Testo:
+===+

Ordinanza di Cassazione Civile Sez. 2 Num. 34218 Anno 2024
Civile Ord. Sez. 2 Num. 34218 Anno 2024
Presidente: COGNOME
Relatore: COGNOME
Data pubblicazione: 23/12/2024
Oggetto:
compensi
professionali
ORDINANZA
sul ricorso iscritto al n. 18730/2023 R.G. proposto da: COGNOME elettivamente domiciliato a ll’ indirizzo PEC del difensore iscritto nel REGINDE, l’avvocato COGNOME (CODICE_FISCALE, che lo rappresenta e difende con procura speciale in atti.
– RICORRENTE –
contro
COGNOME elettivamente domiciliato a ll’ indirizzo PEC del difensore iscritto nel REGINDE, l’avvocato COGNOME (CODICE_FISCALE, che lo rappresenta e difende con procura speciale in atti.
–
-CONTRORICORRENTE – avverso l ‘ordinanza della Corte d’appello di MESSINA n. 1510/2021 depositata il 18/07/2023.
Udita la relazione svolta nella camera di consiglio del 18/09/2024 dal Consigliere NOME COGNOME
RAGIONI IN FATTO E IN DIRITTO DELLA DECISIONE
Con ordinanza n. 1510/2023, la Corte d’appello di Messina ha liquidato in favore dell’avv. COGNOME l’importo di €. 2 .841,46, oltre accessori, quale compenso professionale per la difesa in un giudizio civile, detratto l’acconto di € 1 .000,00, affermando che il difensore aveva redatto l’impugnazione e precisato le conclusioni a verbale, senza svolgere attività istruttoria, e che non vi era prova del pagamento di ulteriori acconti da parte dell’assistito.

+===+

Estratto da un insieme di dati:
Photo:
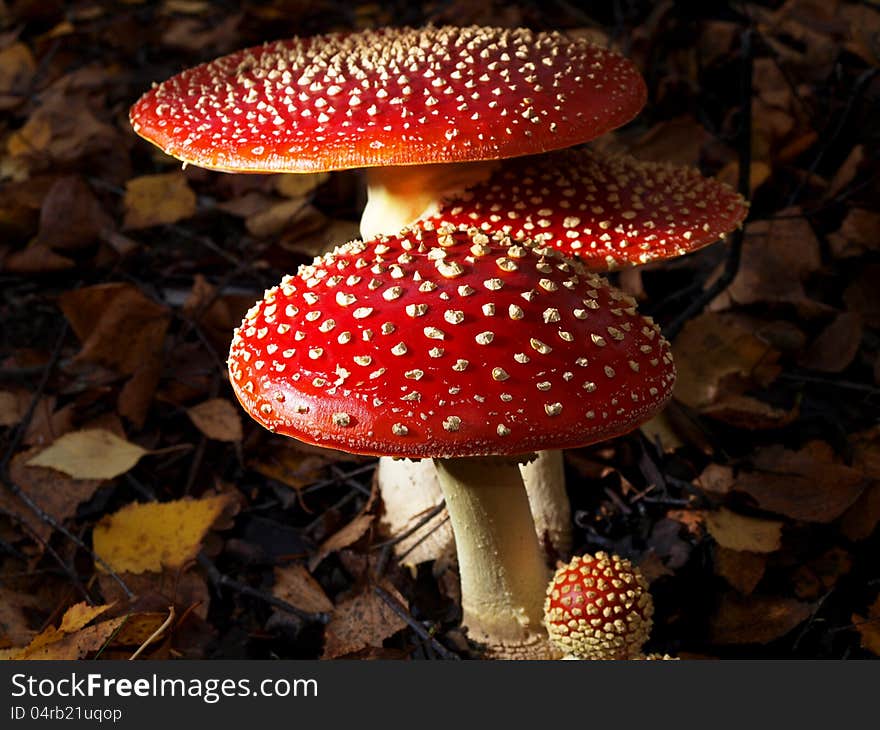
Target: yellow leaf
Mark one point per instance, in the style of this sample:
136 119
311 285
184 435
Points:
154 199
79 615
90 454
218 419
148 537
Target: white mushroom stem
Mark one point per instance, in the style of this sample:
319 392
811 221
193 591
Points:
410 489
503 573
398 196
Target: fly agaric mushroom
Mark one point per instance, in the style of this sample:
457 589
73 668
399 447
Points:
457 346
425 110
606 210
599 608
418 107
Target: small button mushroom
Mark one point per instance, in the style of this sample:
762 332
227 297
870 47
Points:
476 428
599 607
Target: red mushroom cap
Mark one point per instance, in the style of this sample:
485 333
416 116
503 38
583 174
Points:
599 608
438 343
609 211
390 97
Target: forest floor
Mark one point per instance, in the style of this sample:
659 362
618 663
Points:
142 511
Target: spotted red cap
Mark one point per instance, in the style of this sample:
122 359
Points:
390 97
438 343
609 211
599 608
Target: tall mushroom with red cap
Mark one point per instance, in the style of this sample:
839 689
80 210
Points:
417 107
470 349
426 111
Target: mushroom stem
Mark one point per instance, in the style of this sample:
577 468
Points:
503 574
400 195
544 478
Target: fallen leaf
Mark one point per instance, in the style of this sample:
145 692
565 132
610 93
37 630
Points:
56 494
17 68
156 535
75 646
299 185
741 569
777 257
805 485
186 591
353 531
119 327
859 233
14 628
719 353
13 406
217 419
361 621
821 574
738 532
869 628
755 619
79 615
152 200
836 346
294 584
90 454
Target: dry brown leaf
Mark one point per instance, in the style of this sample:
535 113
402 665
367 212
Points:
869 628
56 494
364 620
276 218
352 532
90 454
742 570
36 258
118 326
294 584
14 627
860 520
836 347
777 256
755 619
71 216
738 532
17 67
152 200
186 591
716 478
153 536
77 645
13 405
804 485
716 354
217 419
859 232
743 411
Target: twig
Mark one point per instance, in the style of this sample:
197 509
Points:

+===+

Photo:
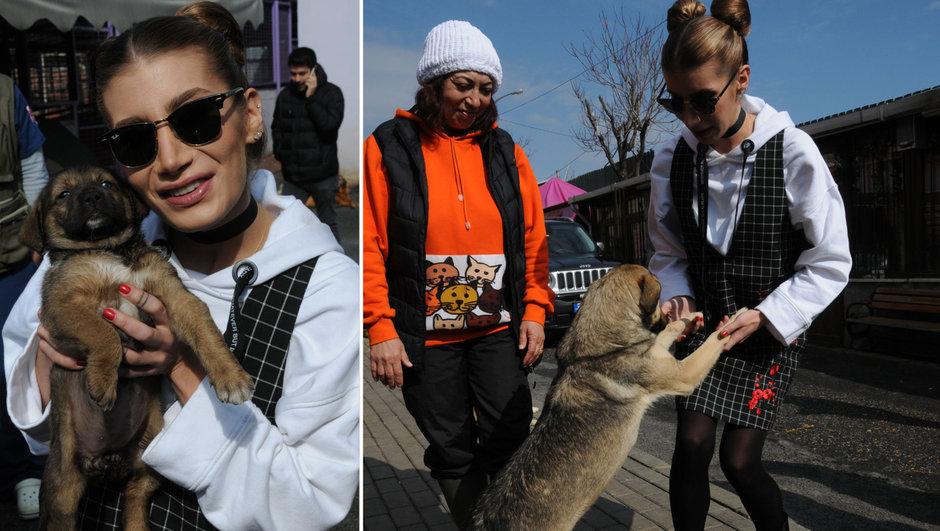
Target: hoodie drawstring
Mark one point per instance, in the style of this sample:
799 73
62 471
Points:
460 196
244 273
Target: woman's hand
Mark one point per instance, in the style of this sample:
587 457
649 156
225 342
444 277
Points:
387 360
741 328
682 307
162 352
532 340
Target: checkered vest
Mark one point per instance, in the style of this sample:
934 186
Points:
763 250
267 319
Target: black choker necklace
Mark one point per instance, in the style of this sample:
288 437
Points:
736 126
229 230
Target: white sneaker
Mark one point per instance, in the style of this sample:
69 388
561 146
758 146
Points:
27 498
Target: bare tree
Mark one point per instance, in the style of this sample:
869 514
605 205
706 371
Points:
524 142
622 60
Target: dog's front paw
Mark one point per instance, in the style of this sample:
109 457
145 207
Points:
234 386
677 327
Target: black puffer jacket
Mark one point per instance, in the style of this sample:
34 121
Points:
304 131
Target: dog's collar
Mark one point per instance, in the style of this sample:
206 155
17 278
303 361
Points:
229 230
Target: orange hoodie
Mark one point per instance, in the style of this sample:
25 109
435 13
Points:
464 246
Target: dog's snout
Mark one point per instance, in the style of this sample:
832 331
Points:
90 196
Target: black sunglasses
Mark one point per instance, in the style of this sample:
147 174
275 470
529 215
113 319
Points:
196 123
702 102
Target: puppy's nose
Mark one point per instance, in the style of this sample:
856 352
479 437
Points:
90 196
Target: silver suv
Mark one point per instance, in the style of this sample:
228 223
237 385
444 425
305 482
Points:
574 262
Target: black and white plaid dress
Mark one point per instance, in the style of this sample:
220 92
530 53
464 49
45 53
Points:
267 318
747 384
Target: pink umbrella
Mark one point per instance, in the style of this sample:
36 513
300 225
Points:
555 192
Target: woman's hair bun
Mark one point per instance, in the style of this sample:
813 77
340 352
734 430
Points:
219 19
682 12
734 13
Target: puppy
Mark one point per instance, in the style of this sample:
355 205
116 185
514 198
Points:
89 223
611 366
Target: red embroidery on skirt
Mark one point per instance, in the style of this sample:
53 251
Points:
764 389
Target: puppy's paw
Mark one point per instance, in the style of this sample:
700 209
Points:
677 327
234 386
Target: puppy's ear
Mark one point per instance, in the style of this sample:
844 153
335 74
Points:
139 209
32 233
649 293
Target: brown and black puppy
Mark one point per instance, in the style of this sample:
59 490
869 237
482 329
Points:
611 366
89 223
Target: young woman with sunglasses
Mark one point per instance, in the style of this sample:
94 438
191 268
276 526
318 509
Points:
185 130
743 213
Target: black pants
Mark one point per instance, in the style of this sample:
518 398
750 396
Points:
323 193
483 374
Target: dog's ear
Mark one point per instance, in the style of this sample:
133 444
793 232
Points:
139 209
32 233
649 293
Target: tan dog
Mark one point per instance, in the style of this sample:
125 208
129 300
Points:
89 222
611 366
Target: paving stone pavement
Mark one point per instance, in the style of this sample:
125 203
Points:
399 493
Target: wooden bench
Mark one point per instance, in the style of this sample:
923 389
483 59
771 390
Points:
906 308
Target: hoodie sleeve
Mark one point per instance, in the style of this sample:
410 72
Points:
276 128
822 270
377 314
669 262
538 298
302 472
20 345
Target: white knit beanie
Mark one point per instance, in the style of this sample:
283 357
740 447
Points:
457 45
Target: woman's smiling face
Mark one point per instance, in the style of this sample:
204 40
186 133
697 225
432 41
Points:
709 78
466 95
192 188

+===+

Cosa fare:
Riporta alla lettera il passo dell'ordinanza che comincia con le parole contenenti "Udita la relazione" e termina con "da parte dell’assistito.".

Risultato:
Udita la relazione svolta nella camera di consiglio del 18/09/2024 dal Consigliere NOME COGNOME
RAGIONI IN FATTO E IN DIRITTO DELLA DECISIONE
Con ordinanza n. 1510/2023, la Corte d’appello di Messina ha liquidato in favore dell’avv. COGNOME l’importo di €. 2 .841,46, oltre accessori, quale compenso professionale per la difesa in un giudizio civile, detratto l’acconto di € 1 .000,00, affermando che il difensore aveva redatto l’impugnazione e precisato le conclusioni a verbale, senza svolgere attività istruttoria, e che non vi era prova del pagamento di ulteriori acconti da parte dell’assistito.